Problem description >>
Please copy the material word for word, from the line containing "Return one point per instance of the black" up to and including the last line of the material.

Dataset records on object locations:
◆ ◆ ◆ ◆

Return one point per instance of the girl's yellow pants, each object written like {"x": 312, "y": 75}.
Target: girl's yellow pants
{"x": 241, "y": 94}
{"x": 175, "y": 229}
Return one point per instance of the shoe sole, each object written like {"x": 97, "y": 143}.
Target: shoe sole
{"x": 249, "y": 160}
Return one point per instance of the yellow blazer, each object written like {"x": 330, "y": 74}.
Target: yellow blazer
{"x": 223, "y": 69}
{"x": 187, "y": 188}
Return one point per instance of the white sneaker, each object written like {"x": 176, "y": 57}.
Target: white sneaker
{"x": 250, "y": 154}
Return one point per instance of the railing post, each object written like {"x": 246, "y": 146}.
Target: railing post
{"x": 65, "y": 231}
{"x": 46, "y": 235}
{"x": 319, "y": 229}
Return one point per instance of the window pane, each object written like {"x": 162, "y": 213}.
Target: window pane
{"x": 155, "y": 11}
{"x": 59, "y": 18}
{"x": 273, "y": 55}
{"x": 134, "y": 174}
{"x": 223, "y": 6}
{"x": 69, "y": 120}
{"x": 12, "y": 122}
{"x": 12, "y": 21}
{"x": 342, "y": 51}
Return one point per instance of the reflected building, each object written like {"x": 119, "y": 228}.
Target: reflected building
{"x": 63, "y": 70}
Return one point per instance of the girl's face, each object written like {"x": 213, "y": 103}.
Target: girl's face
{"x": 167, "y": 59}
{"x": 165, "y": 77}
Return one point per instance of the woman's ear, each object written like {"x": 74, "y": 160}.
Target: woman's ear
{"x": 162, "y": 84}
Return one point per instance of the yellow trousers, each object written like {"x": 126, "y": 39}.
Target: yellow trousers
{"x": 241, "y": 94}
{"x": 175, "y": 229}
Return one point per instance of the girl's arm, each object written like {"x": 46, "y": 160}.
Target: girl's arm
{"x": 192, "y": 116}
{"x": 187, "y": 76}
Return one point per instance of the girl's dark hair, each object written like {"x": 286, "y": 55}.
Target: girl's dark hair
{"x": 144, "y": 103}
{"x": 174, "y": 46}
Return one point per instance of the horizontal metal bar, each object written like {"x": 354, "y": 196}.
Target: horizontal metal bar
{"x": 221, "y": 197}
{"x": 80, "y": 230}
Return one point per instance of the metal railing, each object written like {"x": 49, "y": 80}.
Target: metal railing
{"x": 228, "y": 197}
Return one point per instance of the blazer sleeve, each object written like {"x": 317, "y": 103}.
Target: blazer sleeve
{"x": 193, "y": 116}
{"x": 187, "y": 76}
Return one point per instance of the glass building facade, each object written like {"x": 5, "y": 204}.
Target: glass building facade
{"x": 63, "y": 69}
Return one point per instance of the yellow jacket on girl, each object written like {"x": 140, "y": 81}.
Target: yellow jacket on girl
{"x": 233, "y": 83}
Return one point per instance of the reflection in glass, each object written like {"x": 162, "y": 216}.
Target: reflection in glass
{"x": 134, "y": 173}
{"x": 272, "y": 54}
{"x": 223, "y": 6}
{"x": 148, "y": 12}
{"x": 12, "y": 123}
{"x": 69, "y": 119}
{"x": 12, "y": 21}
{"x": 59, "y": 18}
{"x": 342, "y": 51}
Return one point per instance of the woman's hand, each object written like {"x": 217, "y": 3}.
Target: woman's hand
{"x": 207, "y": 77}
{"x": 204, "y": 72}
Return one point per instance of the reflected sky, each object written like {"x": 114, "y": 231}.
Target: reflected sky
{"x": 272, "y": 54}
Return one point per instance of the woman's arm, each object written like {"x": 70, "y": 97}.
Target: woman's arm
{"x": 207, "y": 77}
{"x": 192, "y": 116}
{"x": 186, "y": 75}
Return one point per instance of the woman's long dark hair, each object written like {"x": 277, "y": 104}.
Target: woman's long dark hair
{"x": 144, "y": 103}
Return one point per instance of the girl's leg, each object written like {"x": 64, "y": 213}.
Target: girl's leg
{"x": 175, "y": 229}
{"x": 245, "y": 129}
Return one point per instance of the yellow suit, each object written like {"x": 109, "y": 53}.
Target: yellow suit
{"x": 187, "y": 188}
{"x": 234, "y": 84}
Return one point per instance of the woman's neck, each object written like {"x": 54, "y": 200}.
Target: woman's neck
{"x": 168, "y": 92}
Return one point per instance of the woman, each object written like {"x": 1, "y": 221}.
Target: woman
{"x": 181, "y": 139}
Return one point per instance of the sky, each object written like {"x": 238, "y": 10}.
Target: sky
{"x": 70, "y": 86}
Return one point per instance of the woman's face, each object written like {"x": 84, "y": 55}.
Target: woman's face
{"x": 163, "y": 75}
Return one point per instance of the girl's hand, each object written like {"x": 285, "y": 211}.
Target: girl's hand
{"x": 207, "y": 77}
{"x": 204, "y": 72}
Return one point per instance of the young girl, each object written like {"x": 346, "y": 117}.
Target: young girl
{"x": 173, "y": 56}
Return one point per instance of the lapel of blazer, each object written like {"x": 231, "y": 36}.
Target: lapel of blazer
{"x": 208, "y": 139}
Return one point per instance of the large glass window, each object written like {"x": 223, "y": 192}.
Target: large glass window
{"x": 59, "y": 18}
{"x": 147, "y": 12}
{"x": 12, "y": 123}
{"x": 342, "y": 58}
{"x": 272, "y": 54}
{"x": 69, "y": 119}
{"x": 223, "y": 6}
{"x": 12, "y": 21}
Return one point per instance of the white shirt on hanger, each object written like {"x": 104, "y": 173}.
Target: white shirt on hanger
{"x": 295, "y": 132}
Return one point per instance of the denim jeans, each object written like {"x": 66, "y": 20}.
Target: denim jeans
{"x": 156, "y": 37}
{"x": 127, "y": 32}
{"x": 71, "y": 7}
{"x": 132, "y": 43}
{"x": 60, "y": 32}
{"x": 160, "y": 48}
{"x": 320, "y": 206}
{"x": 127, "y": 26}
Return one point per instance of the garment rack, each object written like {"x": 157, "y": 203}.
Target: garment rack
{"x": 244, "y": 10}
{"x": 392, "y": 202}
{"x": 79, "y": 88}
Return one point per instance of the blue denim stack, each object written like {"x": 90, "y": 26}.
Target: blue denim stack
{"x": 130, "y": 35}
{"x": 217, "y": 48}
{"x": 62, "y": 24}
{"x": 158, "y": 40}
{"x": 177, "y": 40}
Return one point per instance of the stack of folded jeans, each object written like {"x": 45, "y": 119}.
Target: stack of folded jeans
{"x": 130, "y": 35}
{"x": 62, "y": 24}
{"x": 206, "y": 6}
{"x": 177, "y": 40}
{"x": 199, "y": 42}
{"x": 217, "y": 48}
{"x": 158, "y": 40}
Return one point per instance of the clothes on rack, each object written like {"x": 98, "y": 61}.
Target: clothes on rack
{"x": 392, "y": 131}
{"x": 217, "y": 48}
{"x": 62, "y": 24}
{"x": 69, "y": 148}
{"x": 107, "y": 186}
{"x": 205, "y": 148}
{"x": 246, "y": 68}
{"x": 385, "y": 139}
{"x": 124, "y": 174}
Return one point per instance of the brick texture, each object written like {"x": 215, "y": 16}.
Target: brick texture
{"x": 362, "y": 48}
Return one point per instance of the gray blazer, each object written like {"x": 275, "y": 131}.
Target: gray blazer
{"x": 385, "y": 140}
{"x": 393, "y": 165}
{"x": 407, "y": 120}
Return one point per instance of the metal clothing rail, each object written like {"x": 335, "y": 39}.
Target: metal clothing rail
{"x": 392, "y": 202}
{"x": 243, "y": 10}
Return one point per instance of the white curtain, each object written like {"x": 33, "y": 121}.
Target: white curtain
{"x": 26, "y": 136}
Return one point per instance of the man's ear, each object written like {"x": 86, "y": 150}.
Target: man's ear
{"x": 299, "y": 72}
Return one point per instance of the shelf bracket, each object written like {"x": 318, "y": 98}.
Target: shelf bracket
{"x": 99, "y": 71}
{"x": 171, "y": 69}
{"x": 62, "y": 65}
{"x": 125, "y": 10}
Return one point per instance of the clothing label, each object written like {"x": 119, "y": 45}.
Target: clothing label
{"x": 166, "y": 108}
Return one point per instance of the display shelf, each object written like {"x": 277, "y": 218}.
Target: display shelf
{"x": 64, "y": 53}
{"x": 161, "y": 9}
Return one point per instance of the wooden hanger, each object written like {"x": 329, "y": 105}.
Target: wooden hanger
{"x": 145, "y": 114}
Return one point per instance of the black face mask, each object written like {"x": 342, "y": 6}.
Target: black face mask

◆ ◆ ◆ ◆

Output of the task >>
Return one point per instance of the black face mask, each object written like {"x": 342, "y": 6}.
Target: black face mask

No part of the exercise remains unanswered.